High-stakes testing refers to when a test is used to make important decisions. High-stakes tests are used in schools, employment settings, and various professions.
In the context of schools, the results of a high-stakes test can affect students, teachers, individual schools, and entire districts.
Government agencies at the local, state and federal levels use the tests as a means of accountability to ensure that students are learning and teachers are effective.
Consequences of high-stakes tests include:
- For schools, schools that do poorly on high-stakes standardized tests can be sanctioned, have their funding cut, and endure negative publicity. Schools that do well may receive accolades, increased funding, bonuses for teachers, and social recognition.
- For students, scores on high-stakes tests can mean advancing to the next grade level or being held back.
- For teachers, high-stakes testing can have implications for their salary and promotional opportunities. Teachers whose students do well on high-stakes tests may be rewarded with a bonus, salary increase, become more qualified for promotion, or receive a stipend for professional development.
Although often discussed in educational contexts, high-stakes testing also occurs in various professions to make hiring decisions, determine who is promoted, or as part of the licensure process.
For example, medical doctors and nurses must pass an exam to obtain a license to practice. Failing the exam means not being able to practice in that profession. Therefore a licensing exam is considered a high-stakes test.
High-Stakes vs. Low-Stakes Tests
The primary difference between a high-stakes and low-stakes test centers on how it is used. Generally speaking, any test which is used to make an important decision is considered a high-stakes tests.
For example, if the test is used to determine if a student graduates or is admitted to an academic institution, then it is a high-stakes test.
If however, the test is used as part of other assessments to determine a student’s grade in a course, then it is considered a low-stakes test.
Some types of tests may fall somewhere in between and are open for discussion as to whether they are “high-stakes” or not.
For example, some do not consider the SAT or ACT to be a high-stakes exam because there is not a clear pass/fail line of demarcation. Even a very low score will not prevent someone from attending a university.

• **TASK LIST**:
A) In the passage on high-stakes testing, reproduce the wording starting at "Government agencies at" and ending at "being held back.".
B) Answer these questions using the passage on high-stakes testing:
(i) What can scores on high-stakes tests mean for students?
(ii) What must medical doctors and nurses pass to obtain a license to practice?
(iii) When is a test used to determine a student's grade in a course considered low-stakes?
C) According to the passage on high-stakes testing, why do some people not consider the SAT or ACT a high-stakes exam? Answer in one to three sentences.

• **DATA UNDER STUDY**:
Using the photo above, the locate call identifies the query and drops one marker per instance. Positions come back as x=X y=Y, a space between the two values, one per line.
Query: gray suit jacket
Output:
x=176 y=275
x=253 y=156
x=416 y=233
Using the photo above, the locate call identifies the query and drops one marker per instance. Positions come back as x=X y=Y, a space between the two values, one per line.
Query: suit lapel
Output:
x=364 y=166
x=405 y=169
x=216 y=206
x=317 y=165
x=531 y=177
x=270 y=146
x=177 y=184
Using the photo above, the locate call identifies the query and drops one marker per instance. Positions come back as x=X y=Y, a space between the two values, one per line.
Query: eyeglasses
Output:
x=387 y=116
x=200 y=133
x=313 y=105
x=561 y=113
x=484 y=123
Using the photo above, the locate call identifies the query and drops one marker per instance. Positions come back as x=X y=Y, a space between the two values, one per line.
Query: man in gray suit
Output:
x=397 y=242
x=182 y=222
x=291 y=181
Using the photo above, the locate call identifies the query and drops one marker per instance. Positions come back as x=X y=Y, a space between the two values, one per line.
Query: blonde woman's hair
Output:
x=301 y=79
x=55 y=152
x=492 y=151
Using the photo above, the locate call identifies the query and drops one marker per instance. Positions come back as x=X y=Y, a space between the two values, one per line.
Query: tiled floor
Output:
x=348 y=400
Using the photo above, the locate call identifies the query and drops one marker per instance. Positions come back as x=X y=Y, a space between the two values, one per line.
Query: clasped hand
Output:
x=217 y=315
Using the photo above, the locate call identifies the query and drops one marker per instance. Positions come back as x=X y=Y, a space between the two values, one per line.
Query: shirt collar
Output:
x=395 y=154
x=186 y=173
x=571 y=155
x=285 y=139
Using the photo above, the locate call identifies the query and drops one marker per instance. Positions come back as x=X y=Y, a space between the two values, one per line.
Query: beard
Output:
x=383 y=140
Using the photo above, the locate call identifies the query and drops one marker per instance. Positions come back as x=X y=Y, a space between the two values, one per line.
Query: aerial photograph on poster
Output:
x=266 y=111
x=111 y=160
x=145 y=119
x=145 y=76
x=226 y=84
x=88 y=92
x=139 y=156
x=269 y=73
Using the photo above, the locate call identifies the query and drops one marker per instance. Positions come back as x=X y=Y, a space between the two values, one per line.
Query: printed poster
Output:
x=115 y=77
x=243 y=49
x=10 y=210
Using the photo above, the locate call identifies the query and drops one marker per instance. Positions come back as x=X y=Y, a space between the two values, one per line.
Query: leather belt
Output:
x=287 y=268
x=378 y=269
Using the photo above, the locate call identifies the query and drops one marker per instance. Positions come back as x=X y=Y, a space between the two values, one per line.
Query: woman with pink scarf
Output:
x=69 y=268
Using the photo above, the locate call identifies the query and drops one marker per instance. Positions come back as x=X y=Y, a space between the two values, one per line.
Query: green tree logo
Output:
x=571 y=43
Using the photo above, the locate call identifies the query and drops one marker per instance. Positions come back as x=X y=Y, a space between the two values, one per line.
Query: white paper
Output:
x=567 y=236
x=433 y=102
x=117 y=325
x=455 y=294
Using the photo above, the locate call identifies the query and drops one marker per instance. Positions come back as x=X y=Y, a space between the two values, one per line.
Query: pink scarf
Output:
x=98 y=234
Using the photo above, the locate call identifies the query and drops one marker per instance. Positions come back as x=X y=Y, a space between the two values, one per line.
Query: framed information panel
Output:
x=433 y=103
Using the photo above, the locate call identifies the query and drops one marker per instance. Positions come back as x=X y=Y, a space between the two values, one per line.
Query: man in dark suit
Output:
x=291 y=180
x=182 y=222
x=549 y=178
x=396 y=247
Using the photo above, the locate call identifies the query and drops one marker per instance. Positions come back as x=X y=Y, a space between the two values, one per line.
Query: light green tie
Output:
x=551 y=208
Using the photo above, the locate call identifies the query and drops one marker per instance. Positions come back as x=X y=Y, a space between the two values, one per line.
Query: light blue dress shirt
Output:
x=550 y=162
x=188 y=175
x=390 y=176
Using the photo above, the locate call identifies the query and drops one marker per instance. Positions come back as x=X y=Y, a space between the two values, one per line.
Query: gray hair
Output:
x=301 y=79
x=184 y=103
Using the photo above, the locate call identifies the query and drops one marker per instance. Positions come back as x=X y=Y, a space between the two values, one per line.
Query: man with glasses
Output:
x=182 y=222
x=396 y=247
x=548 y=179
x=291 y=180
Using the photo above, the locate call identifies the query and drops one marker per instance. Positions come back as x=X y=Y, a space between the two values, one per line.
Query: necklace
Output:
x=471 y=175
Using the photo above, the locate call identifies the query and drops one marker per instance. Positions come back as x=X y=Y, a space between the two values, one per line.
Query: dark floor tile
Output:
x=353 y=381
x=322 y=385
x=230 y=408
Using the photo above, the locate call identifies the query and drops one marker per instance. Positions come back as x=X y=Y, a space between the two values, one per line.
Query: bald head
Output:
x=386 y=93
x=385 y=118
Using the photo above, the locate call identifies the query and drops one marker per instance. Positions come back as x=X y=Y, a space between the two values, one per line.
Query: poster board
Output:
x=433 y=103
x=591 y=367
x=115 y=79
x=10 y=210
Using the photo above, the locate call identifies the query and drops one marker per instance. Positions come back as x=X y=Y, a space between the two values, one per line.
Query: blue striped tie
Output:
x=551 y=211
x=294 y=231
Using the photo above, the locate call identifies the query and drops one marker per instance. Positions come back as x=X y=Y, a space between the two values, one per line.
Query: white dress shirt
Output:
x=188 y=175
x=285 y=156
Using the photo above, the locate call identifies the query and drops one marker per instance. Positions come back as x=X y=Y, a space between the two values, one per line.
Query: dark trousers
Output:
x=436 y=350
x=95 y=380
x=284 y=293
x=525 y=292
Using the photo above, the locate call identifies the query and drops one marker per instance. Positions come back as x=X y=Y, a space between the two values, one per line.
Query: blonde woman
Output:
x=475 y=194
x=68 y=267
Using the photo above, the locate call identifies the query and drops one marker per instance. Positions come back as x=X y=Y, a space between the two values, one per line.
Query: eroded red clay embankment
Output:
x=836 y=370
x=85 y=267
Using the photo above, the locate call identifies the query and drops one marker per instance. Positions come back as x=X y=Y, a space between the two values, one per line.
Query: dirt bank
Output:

• **WRITTEN RESPONSES**:
A)
Government agencies at the local, state and federal levels use the tests as a means of accountability to ensure that students are learning and teachers are effective.
Consequences of high-stakes tests include:
- For schools, schools that do poorly on high-stakes standardized tests can be sanctioned, have their funding cut, and endure negative publicity. Schools that do well may receive accolades, increased funding, bonuses for teachers, and social recognition.
- For students, scores on high-stakes tests can mean advancing to the next grade level or being held back.

B)
(i) Advancing to the next grade level or being held back.
(ii) An exam.
(iii) When it is used as part of other assessments to determine that grade.

C) These exams have no clear pass/fail line of demarcation. Even a very low score will not prevent someone from attending a university.